::: Data :::

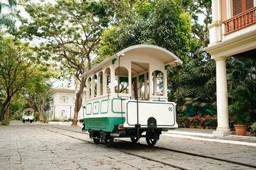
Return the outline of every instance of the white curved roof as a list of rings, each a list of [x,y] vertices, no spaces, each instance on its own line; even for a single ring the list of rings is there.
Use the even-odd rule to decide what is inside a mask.
[[[119,51],[119,52],[112,55],[107,60],[105,60],[104,62],[94,67],[92,69],[82,74],[80,76],[80,77],[86,76],[89,73],[96,70],[99,67],[102,66],[102,64],[108,62],[110,62],[113,59],[115,59],[119,56],[120,56],[121,55],[125,54],[126,52],[131,50],[142,50],[142,51],[144,50],[146,52],[150,52],[151,54],[154,54],[156,56],[157,56],[159,60],[162,60],[166,65],[169,64],[169,67],[171,67],[182,64],[182,61],[177,56],[176,56],[174,53],[163,47],[153,45],[137,45],[130,46]]]

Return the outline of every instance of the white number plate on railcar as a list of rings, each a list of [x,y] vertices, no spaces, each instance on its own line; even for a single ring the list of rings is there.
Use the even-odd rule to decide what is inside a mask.
[[[137,124],[137,102],[126,101],[126,120],[124,128],[134,128]],[[157,128],[178,128],[176,123],[176,103],[172,102],[139,101],[139,124],[147,128],[147,120],[153,117]]]

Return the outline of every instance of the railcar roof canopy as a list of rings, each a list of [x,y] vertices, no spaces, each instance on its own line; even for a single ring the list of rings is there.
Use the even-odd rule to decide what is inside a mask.
[[[117,52],[117,54],[112,55],[107,60],[105,60],[104,62],[94,67],[92,69],[82,74],[80,77],[85,76],[89,73],[97,70],[97,69],[102,64],[111,62],[114,59],[117,59],[119,56],[124,55],[124,56],[122,57],[126,57],[127,56],[125,55],[125,53],[127,53],[128,52],[145,53],[150,56],[154,56],[154,57],[157,57],[158,60],[161,60],[167,67],[173,67],[182,64],[182,61],[177,56],[163,47],[152,45],[137,45],[127,47],[122,51]]]

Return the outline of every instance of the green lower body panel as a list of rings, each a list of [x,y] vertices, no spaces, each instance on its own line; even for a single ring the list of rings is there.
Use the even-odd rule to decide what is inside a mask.
[[[85,130],[103,130],[104,132],[112,132],[115,125],[122,125],[122,118],[84,118]],[[123,123],[125,118],[123,118]]]

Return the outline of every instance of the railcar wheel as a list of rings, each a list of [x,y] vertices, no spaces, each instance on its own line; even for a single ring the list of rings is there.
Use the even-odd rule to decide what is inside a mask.
[[[137,143],[138,142],[139,140],[140,137],[131,137],[131,140],[133,143]]]
[[[114,143],[114,137],[106,137],[105,138],[104,142],[107,147],[111,147]]]
[[[149,146],[153,147],[155,145],[157,141],[157,133],[156,132],[146,132],[146,141]]]
[[[97,138],[93,138],[93,142],[95,142],[95,144],[98,144],[100,143],[100,140]]]
[[[96,133],[96,132],[95,132],[95,133]],[[100,143],[100,134],[97,132],[95,136],[96,136],[97,138],[93,138],[93,142],[94,142],[95,144],[98,144],[98,143]]]

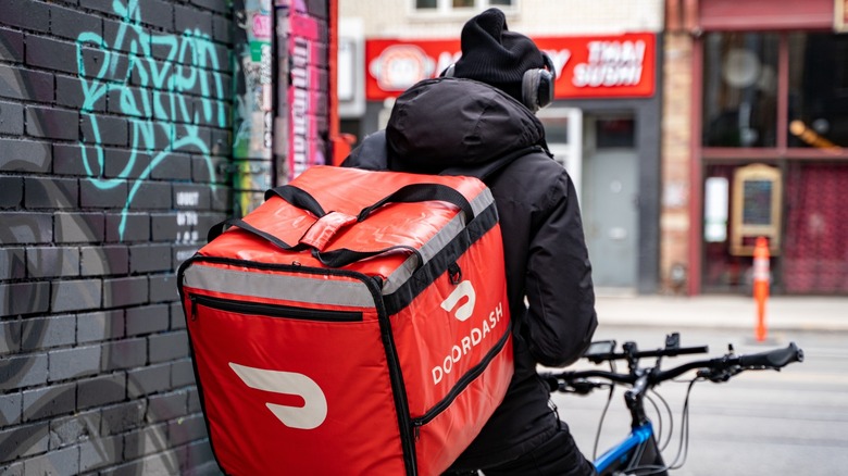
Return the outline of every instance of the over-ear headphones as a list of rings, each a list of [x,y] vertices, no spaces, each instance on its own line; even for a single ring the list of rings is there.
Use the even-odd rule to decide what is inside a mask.
[[[527,70],[521,78],[521,99],[524,105],[533,112],[553,102],[553,83],[557,79],[553,61],[541,53],[544,68]]]
[[[527,70],[521,78],[521,102],[533,112],[553,102],[553,83],[557,79],[553,61],[541,53],[545,67]],[[456,64],[448,66],[442,73],[444,77],[453,77]]]

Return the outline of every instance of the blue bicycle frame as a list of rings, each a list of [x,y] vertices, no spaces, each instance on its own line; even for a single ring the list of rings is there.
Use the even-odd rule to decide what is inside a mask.
[[[643,444],[653,440],[653,426],[650,423],[646,423],[641,426],[633,428],[631,435],[621,441],[619,444],[609,449],[606,453],[598,456],[593,462],[598,473],[603,474],[609,472],[613,467],[621,467],[629,461],[629,455],[634,453],[634,450]],[[638,451],[636,451],[638,452]]]

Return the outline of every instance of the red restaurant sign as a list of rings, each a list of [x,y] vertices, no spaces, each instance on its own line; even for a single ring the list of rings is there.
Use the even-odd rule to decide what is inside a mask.
[[[557,70],[557,99],[647,98],[656,82],[654,35],[543,37]],[[394,98],[438,76],[461,55],[459,40],[372,39],[365,43],[367,100]]]

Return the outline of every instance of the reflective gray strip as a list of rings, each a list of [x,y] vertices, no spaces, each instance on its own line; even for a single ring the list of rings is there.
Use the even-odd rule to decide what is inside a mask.
[[[479,215],[486,208],[495,202],[495,198],[491,196],[491,191],[486,188],[474,200],[471,201],[471,209],[474,211],[474,215]],[[433,238],[427,240],[419,250],[422,259],[421,266],[426,265],[442,248],[445,248],[453,238],[457,237],[465,228],[464,215],[458,213],[450,222],[448,222]],[[397,270],[395,270],[383,285],[383,296],[388,296],[403,286],[407,280],[412,277],[412,273],[419,266],[419,260],[414,254],[410,254],[407,261],[403,262]]]
[[[184,286],[309,304],[374,308],[374,298],[364,283],[307,274],[291,276],[192,264],[184,273]]]

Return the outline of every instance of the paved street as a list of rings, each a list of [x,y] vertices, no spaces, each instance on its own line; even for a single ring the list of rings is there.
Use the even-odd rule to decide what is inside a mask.
[[[683,346],[709,345],[720,355],[733,343],[736,353],[753,353],[795,341],[806,361],[783,372],[748,372],[726,384],[700,383],[690,396],[688,458],[677,476],[834,475],[848,467],[848,299],[775,298],[770,301],[769,336],[753,339],[755,308],[745,298],[600,297],[597,339],[662,347],[679,331]],[[704,355],[706,356],[706,355]],[[696,359],[698,356],[691,356]],[[666,359],[663,367],[686,362]],[[589,363],[578,366],[591,367]],[[619,369],[625,368],[621,363]],[[691,375],[691,374],[687,374]],[[690,377],[689,377],[690,378]],[[663,413],[666,463],[678,453],[681,412],[686,384],[666,383],[660,394],[672,409],[673,434]],[[613,396],[598,452],[623,438],[629,417],[623,389]],[[554,396],[578,444],[593,454],[608,392],[589,397]],[[659,399],[654,399],[662,408]],[[659,422],[654,417],[654,424]]]

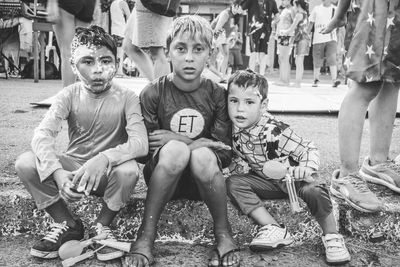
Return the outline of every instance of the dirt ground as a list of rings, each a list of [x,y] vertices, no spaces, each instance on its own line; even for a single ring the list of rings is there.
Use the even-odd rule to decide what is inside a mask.
[[[29,103],[50,97],[60,89],[60,81],[40,81],[35,84],[32,80],[0,78],[0,193],[23,190],[14,171],[14,162],[19,154],[30,149],[33,130],[47,111],[45,108],[34,108]],[[321,153],[320,175],[328,180],[339,165],[337,117],[282,114],[277,117],[290,124],[298,134],[314,140]],[[400,153],[399,126],[400,119],[396,119],[390,151],[392,157]],[[368,137],[366,123],[360,160],[367,155]],[[57,148],[62,150],[66,144],[67,132],[64,127],[58,137]],[[0,266],[61,266],[59,260],[40,261],[31,258],[29,248],[33,241],[34,237],[30,235],[0,236]],[[352,254],[352,261],[346,266],[400,266],[400,248],[397,246],[361,242],[351,237],[346,237],[346,242]],[[320,239],[266,254],[251,253],[246,245],[242,247],[242,267],[326,266]],[[206,266],[210,248],[209,244],[189,241],[158,242],[155,249],[156,266]],[[88,260],[79,266],[121,266],[121,262],[103,264]]]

:::

Rewrite all of the entries above, switching "even-odd rule" to "nonzero winding rule" and leaving everything else the same. Omit the pictures from your answer.

:: Task output ::
Return the outline of every instance of the white curved roof as a list of rings, each a list of [x,y] vertices, no spaces, each instance on its own line; even for a single ring the list of rings is there.
Use the nonzero winding rule to decide what is inside a mask.
[[[119,51],[119,52],[112,55],[107,60],[105,60],[104,62],[94,67],[92,69],[82,74],[80,76],[80,77],[86,76],[89,73],[96,70],[99,67],[102,66],[102,64],[108,62],[110,62],[113,59],[115,59],[119,56],[120,56],[121,55],[125,54],[126,52],[131,50],[142,50],[142,51],[144,50],[146,52],[150,52],[151,54],[154,54],[156,56],[157,56],[159,60],[162,60],[166,65],[169,64],[169,67],[171,67],[182,64],[182,61],[177,56],[176,56],[174,53],[163,47],[153,45],[137,45],[130,46]]]

Return the outline of every instance of the white number plate on railcar as a list of rings, each a list of [x,y] vertices, no spaces, each instance on its own line; even for a single ring the list of rings is there.
Use the nonzero winding rule to decide what is inside a mask.
[[[137,124],[137,102],[126,101],[126,120],[124,128],[134,128]],[[157,128],[178,128],[176,123],[176,103],[172,102],[139,101],[139,124],[147,128],[147,120],[153,117]]]

Return the outline of every instance of the railcar roof canopy as a list of rings, each a list of [x,y] vertices, no spaces, each instance on its own line; even for a single ring the list of rings is there.
Use the nonzero winding rule to decide what is inside a mask.
[[[117,52],[117,54],[112,55],[107,60],[105,60],[104,62],[94,67],[92,69],[82,74],[80,77],[85,76],[89,73],[97,70],[97,69],[102,64],[111,62],[114,59],[117,59],[119,56],[124,55],[124,56],[122,57],[126,57],[127,56],[125,55],[125,53],[127,53],[128,52],[145,53],[150,56],[154,56],[154,57],[157,57],[158,60],[161,60],[167,67],[173,67],[182,64],[182,61],[177,56],[163,47],[152,45],[137,45],[127,47],[122,51]]]

Return the outline of every instance of the green lower body panel as a list of rings, each a list of [x,y] vertices, no spaces, each instance on its own line; even for a single ring the list of rings is there.
Use the nonzero winding rule to decide what is inside a mask.
[[[85,130],[103,130],[104,132],[112,132],[115,125],[122,125],[122,118],[84,118]],[[123,123],[125,118],[123,118]]]

Return the outline of every instance of the railcar wheel as a list of rings, each a list of [x,y] vertices, no spaces, each instance on its own line; even for a single ring the list of rings is there.
Use the nonzero winding rule to decide what is inside a mask.
[[[137,143],[138,142],[139,140],[140,137],[131,137],[131,140],[133,143]]]
[[[114,143],[114,137],[106,137],[105,138],[104,142],[107,147],[111,147]]]
[[[149,146],[153,147],[155,145],[157,141],[157,133],[156,132],[146,132],[146,141]]]
[[[97,138],[93,138],[93,142],[95,142],[95,144],[98,144],[100,143],[100,140]]]
[[[96,133],[96,132],[95,132],[95,133]],[[100,143],[100,134],[97,132],[95,136],[96,136],[97,138],[93,138],[93,142],[94,142],[95,144],[98,144],[98,143]]]

Return the outline of every instance of the over-ear headphones as a list of rings, each a list of [x,y] vertices, no spaces, each instance on its own line; even for a single ring the list of rings is there.
Use the nonzero winding rule to decide what is inside a mask.
[[[527,70],[521,78],[521,99],[524,105],[533,112],[553,102],[553,83],[557,79],[553,61],[541,53],[544,68]]]
[[[527,70],[521,78],[521,102],[533,112],[553,102],[553,83],[557,79],[553,61],[541,53],[545,67]],[[456,64],[448,66],[442,73],[444,77],[453,77]]]

Return the outline of every instance of the blue bicycle frame as a list of rings, each a list of [x,y] vertices, no spaces, each instance on its own line; even for a single ring the list of rings is there.
Use the nonzero winding rule to decide what is inside a mask.
[[[643,444],[653,440],[653,426],[650,423],[646,423],[641,426],[633,428],[631,435],[621,441],[619,444],[609,449],[606,453],[598,456],[593,462],[598,473],[603,474],[609,472],[613,467],[621,467],[629,461],[629,455],[634,453],[634,450]],[[638,451],[636,451],[638,452]]]

Return the outline of every instance of the red restaurant sign as a list of rings, each a list of [x,y] vertices, no spaces, each instance on its own line; even for a single ring the list of rings is there.
Use the nonzero winding rule to decide what is inside a mask.
[[[557,70],[557,99],[647,98],[656,82],[654,35],[543,37]],[[394,98],[438,76],[461,55],[459,40],[372,39],[365,43],[367,100]]]

Return the outline of every instance of the reflective gray strip as a list of rings, each a list of [x,y] vertices, no spaces, each instance on its own line; even for a single ring the list of rings is there.
Use the nonzero winding rule to decide what is inside a mask.
[[[479,215],[486,208],[495,202],[495,198],[491,196],[491,191],[486,188],[474,200],[471,201],[471,209],[474,211],[474,215]],[[433,238],[427,240],[419,250],[422,259],[421,266],[426,265],[442,248],[445,248],[453,238],[457,237],[465,228],[464,215],[458,213],[450,222],[448,222]],[[397,270],[395,270],[383,285],[383,296],[388,296],[403,286],[407,280],[412,277],[412,273],[419,266],[419,260],[414,254],[410,254],[407,261],[403,262]]]
[[[184,286],[309,304],[374,308],[374,298],[364,283],[307,274],[291,276],[192,264],[184,273]]]

Return the outline of every instance of the paved street as a list of rings, each a list of [x,y] vertices, no spaces, each instance on its own line; even for a single ring the list of rings is there.
Use the nonzero winding rule to decide what is inside a mask.
[[[683,346],[709,345],[720,355],[733,343],[736,353],[753,353],[795,341],[806,361],[783,372],[748,372],[726,384],[700,383],[690,396],[688,458],[677,476],[834,475],[848,467],[848,299],[775,298],[770,301],[769,336],[753,339],[755,308],[745,298],[600,297],[597,339],[662,347],[679,331]],[[704,355],[706,356],[706,355]],[[696,359],[698,356],[691,356]],[[666,359],[663,367],[686,362]],[[589,363],[578,366],[591,367]],[[619,369],[625,368],[621,363]],[[691,375],[691,374],[687,374]],[[690,377],[689,377],[690,378]],[[663,413],[666,463],[678,453],[681,412],[686,384],[666,383],[660,394],[672,409],[673,434]],[[613,396],[598,452],[623,438],[629,417],[623,389]],[[554,396],[578,444],[593,454],[608,392],[589,397]],[[659,399],[654,399],[662,408]],[[659,422],[654,417],[654,424]]]

Return the outline of every instance of the dirt ground as a list of rings, each a list of [x,y] vertices, no spaces, each instance on its own line; even for a single ring the list of rings is there.
Use the nonzero winding rule to decide what is inside a mask.
[[[29,103],[50,97],[60,89],[60,81],[40,81],[35,84],[32,80],[0,78],[0,193],[23,190],[14,171],[14,162],[19,154],[30,149],[33,130],[47,111],[45,108],[34,108]],[[321,153],[320,175],[328,180],[339,165],[337,117],[282,114],[277,117],[290,124],[298,134],[314,140]],[[400,153],[399,126],[400,119],[396,119],[390,151],[392,157]],[[368,137],[366,123],[360,160],[367,155]],[[57,148],[62,150],[66,144],[67,132],[64,127],[58,137]],[[0,266],[61,266],[59,260],[40,261],[31,258],[29,248],[33,241],[34,237],[30,235],[0,236]],[[352,254],[352,261],[346,266],[400,266],[400,248],[397,246],[361,242],[351,237],[346,237],[346,242]],[[320,239],[266,254],[251,253],[246,245],[242,247],[242,267],[326,266]],[[206,266],[210,248],[209,244],[189,241],[158,242],[155,249],[156,266]],[[88,260],[79,266],[121,266],[121,262],[103,264]]]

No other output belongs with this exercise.